Belevich's Motion to Strike
Belevich
asks the court to strike the Defendants' brief and
accompanying exhibits, styled as a “Reply to
Plaintiff's Response in Opposition to Defendants'
Motion for Summary Judgment.” Docs. 68, 67. The
Defendants' “reply” brief contends, based on
previously undisclosed evidence, that Belevich lied about his
income, employment, and home address. See doc. 67 at
2-4. However, as Belevich notes, the Defendants did not raise
these issues in their motion for summary judgment, and
Belevich did not raise these issues in his response to the
Defendants' motion. See docs. 68 at 4-5; 58; 65.
Rather, the “reply” brief responds to
Belevich's contentions in his motion for summary judgment
regarding his income, see doc. 53 at 6-12, to which
the Defendants had already responded without raising these
issues, see doc. 66 at 4-11.
“District
courts, including this one, ordinarily do not consider
arguments raised for the first time on reply[, ]” and
the court declines to do so here, where there is no apparent
explanation for the untimeliness of the newly raised
contentions and evidence. Pennsylvania Nat. Mut. Cas.
Ins. Co. v. J.F. Morgan Gen. Contractors, Inc., 79
F.Supp.3d 1245, 1256 (N.D. Ala. 2015) (quoting
parenthetically White v. ThyssenKrupp Steel, USA,
LLC, 743 F.Supp.2d 1340, 1357 (S.D. Ala. 2010)).
Alternatively, in light of the content of the Defendants'
“reply” brief, the court construes the brief as a
supplementary response to Belevich's motion for summary
judgment, for which the Defendants did not seek leave to
file. See Finch v. City of Vernon, 845 F.2d 256, 258
(11th Cir. 1988) (noting that “the style of a motion is
not controlling”). “[O]rdinarily, sur-replies can
only be filed with leave of court and are ordinarily stricken
if no such leave is requested or received.”

· · · · ·

§ **Goal 1**: In the court excerpt, what does the Defendants' reply brief claim Belevich lied about?
§ **Goal 2**: Pull out every line of the entries below that contains the word "leaf".
The entries that follow are unrelated to the court excerpt.

· · · · ·

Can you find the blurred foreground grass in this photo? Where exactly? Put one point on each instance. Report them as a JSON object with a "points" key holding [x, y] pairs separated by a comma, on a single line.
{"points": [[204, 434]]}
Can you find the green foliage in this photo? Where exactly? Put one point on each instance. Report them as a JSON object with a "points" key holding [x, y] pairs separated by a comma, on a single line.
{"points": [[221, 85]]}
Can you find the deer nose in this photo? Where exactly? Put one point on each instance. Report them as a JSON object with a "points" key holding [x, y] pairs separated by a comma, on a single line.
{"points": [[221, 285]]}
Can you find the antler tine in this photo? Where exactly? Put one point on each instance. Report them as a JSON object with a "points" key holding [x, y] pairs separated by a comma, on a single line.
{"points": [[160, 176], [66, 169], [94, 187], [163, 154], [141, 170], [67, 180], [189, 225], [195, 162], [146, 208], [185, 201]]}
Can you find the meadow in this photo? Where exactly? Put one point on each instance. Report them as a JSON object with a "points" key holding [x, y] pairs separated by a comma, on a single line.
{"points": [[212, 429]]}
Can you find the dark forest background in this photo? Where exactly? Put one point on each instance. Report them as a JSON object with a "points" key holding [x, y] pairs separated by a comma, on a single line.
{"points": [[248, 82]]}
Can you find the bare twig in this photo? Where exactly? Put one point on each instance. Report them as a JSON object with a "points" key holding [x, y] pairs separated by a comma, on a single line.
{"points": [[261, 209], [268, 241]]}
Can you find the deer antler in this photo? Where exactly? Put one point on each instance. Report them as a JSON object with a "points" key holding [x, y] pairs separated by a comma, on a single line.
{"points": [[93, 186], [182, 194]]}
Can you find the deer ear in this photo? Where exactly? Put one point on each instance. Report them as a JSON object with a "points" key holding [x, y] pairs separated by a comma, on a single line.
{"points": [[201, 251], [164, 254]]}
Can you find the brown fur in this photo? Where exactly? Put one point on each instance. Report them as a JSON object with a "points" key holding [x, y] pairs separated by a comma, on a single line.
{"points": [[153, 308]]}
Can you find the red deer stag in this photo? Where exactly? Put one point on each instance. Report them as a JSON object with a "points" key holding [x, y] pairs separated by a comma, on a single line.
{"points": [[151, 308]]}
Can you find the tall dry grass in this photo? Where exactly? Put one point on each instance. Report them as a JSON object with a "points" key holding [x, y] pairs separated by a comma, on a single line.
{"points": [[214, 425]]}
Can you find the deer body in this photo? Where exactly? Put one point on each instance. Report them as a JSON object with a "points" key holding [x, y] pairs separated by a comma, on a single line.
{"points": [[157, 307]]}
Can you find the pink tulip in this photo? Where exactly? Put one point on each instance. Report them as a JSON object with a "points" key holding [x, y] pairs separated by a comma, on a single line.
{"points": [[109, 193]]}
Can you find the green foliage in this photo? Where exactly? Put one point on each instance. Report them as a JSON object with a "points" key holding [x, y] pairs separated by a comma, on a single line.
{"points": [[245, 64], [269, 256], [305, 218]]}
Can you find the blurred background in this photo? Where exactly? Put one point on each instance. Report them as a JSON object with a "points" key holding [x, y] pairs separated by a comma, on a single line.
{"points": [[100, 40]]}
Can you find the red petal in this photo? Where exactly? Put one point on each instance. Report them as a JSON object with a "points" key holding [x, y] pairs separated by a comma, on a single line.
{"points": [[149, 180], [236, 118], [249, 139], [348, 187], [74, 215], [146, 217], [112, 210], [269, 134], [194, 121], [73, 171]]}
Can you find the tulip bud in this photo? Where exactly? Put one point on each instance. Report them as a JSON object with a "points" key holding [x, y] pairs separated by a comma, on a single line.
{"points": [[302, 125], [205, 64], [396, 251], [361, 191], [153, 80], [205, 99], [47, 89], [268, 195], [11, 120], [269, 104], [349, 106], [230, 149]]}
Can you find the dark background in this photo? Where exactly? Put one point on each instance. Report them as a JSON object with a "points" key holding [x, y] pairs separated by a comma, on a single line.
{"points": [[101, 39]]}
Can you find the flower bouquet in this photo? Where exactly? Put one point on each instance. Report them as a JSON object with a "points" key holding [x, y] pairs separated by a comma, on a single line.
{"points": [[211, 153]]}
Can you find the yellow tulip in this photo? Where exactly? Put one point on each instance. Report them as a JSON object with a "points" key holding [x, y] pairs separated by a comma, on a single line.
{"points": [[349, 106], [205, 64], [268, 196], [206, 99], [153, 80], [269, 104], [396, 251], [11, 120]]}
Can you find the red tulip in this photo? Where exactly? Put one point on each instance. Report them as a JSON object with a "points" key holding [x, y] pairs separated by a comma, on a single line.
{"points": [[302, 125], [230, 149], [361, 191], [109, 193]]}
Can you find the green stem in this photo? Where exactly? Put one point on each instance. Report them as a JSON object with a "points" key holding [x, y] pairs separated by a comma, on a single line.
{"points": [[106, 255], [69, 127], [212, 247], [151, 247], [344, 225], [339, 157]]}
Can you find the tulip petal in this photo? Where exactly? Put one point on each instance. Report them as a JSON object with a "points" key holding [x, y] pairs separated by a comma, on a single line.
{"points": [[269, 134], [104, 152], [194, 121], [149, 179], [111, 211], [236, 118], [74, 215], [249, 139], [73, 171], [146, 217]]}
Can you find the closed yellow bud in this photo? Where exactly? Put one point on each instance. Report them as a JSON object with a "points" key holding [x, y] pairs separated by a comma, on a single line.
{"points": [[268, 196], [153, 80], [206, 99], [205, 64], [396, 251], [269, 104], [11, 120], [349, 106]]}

· · · · ·

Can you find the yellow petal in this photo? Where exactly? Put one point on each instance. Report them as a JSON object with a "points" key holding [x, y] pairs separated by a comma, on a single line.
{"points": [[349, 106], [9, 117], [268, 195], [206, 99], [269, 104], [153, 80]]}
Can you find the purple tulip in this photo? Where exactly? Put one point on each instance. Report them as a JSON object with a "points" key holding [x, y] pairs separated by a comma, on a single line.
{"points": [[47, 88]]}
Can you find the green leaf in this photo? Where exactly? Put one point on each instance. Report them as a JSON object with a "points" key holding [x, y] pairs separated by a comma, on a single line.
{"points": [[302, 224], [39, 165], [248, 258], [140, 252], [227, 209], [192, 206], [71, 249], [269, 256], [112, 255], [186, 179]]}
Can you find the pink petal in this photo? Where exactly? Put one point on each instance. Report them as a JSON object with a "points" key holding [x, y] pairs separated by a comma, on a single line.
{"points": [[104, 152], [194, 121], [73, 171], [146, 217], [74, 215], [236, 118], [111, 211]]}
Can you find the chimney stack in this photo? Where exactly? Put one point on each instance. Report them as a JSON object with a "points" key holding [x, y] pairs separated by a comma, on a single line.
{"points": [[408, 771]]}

· · · · ·

§ **Worked solution 1**: His income, employment, and home address.

§ **Worked solution 2**:
Can you find the green leaf in this photo? Where exactly? Put one point on each instance. Report them as a JSON object with a "points" key holding [x, y] pairs separated by a comma, on a single line.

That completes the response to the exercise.